EXERCISE INSTRUCTIONS »
#1 Repeat everything in the passage on catalog designations from "3C - Celestial" down to "of the sky.".
#2 Pick up the explanation of astronomical catalog designations after its last sentence and continue it.

Where possible I will give examples:

3C - Celestial Candidate Companion??? - can't seem to confirm 3C9, 3C68.1

OH - ??? - OH471

OQ - ??? - OQ172

PG - ??? - PG 1247+26

PHL - ??? - PHL957, PHL5200

So could you please help?
3C = Third Cambridge Catalog (of radio soures that are bright at low freqeuncies). This got many of the local radio galaxies and quasars as well as galactic sources, so these names are still used a good bit. 3C 273 is the brightest quasar, 3C 405 is the radio galaxy Cygnus A, 3C 120 is well-known only by that name. 3C 75 is a binary pair of galaxies each with twin radio jets. (The first two catalogs in teh series were much less reliable and immediately dropped from usefulness). There are also 4C, 5C, 6C surveys which are much deeper cover progressively less of the sky.

OH, OQ... are radio designations from a survey done at Ohio State University almost 50 years ago. The second latter denotes declination bands around the sky.

GIVEN DATA »
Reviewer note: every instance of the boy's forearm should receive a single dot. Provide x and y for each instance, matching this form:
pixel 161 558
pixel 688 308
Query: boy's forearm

TASK ANSWERS »
#1
3C - Celestial Candidate Companion??? - can't seem to confirm 3C9, 3C68.1

OH - ??? - OH471

OQ - ??? - OQ172

PG - ??? - PG 1247+26

PHL - ??? - PHL957, PHL5200

So could you please help?
3C = Third Cambridge Catalog (of radio soures that are bright at low freqeuncies). This got many of the local radio galaxies and quasars as well as galactic sources, so these names are still used a good bit. 3C 273 is the brightest quasar, 3C 405 is the radio galaxy Cygnus A, 3C 120 is well-known only by that name. 3C 75 is a binary pair of galaxies each with twin radio jets. (The first two catalogs in teh series were much less reliable and immediately dropped from usefulness). There are also 4C, 5C, 6C surveys which are much deeper cover progressively less of the sky.

#2
PG - Palomar-Green, a survey of the sky for blue objects done by Richard Green for his dissertation. This captured a fair number of brightish QSOs that had been hitherto unknown (thus giving clues about how complete the surveys might be), as well as nearby white dwarfs and cataclysmic variable stars.

PHL = Palomar Haro-Luyten, a search for faint blue stars at high galactic latitudes which also netted some things which eventually turned out to be quasars (PHL 5200 with its spectacular absorption lines from an outflow may be the best known).